▶ Task:
Could you please repeat the data below word for word?

Recorded data:
*** Block opens ***

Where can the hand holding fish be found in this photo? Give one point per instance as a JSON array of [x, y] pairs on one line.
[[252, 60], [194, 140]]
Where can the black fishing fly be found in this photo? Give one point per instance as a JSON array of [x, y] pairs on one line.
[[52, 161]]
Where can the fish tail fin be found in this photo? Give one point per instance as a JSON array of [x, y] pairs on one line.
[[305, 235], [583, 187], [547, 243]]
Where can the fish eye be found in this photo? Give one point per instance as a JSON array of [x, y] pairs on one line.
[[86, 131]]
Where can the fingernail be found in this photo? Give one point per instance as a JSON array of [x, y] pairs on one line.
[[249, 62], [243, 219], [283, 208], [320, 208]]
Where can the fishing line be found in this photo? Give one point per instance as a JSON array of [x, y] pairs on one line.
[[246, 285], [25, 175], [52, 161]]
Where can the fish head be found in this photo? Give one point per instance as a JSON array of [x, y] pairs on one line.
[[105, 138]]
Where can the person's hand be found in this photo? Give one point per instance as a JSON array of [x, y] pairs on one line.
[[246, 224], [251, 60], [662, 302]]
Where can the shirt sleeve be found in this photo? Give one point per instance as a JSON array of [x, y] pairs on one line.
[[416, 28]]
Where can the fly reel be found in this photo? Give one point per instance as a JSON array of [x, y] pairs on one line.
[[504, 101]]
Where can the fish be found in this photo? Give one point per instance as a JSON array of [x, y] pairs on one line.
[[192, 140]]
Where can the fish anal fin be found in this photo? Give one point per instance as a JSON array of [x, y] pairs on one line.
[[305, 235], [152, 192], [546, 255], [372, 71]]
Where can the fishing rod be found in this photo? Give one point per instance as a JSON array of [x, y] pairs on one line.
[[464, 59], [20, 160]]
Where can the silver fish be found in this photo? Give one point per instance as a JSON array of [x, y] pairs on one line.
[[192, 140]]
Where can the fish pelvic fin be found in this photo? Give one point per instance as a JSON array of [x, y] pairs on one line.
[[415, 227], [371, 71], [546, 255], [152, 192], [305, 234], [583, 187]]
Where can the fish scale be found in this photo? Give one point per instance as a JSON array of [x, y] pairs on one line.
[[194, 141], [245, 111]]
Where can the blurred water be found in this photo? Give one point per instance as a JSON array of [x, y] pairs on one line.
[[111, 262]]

*** Block closes ***

▶ Reply to the exercise:
Where can the hand holding fish be found in this photo? Give one point per instance as a JSON array of [x, y] pairs on one line.
[[252, 60], [194, 140]]
Where can the black fishing fly be found in this photo? Give one point per instance as a JSON array of [x, y] pairs on one line.
[[52, 161]]
Where can the fish tail fin be found in this photo? Give one point per instance as a JSON array of [x, y] pairs on one line.
[[305, 235], [583, 187], [547, 243]]
Where can the fish eye be found in this photo? Give one point per instance as a JSON array of [x, y] pairs on one line.
[[86, 131]]
Where can the fingernail be found in this photo? Give one point per instance as a JSON array of [x, y] pairs on one line.
[[249, 62], [243, 219], [283, 208], [320, 208]]
Where can the fishing line be found in this photo? Give one point per instance as a JSON array of [x, y] pairs on one line.
[[246, 285], [25, 175], [52, 161]]
Where can the fish head be found in this photo? Give one point per instance as a JSON array of [x, y] pairs on one line.
[[105, 138]]
Where can the person's hand be found in this photo? Give one point per instance as a JSON array of [x, y] pairs on one line.
[[246, 224], [251, 60], [662, 302]]
Where can the shirt sleeve be found in this photo? Give one point per instance as a JSON array of [x, y] pairs on one line.
[[416, 28]]
Where can the fly reel be found in this photo? Give one point per instance as a JSON array of [x, y] pairs on one line.
[[504, 101]]
Where can the fish be found in this photo? Give one point per instance as a JSON array of [x, y] pairs on one line.
[[192, 140]]
Where can the fish anal fin be found in this photo? Give one point per instance as a JSON array of [x, y] pairs on one line.
[[305, 235], [152, 192], [546, 255], [372, 71]]
Where can the fishing rod be found in this photo? Give one point per instance as a JSON array of [x, y] pairs on one line.
[[464, 59], [20, 160]]
Where can the silver fish be found in this photo? Give one point per instance as a JSON array of [x, y] pairs on one line.
[[192, 140]]
Where can the fish pelvic fin be found in this photo? Give one point per instance as a JSON array of [x, y] pairs on one line.
[[415, 227], [371, 71], [546, 255], [152, 192], [305, 234], [583, 187]]
Where can the fish scale be found in this photo? Give one point per instance as a JSON array of [x, y] pairs on one line.
[[194, 141], [245, 111]]
Where can the blurred water be found in this photo? Give one point per instance as a JSON array of [x, y] pairs on one line.
[[111, 262]]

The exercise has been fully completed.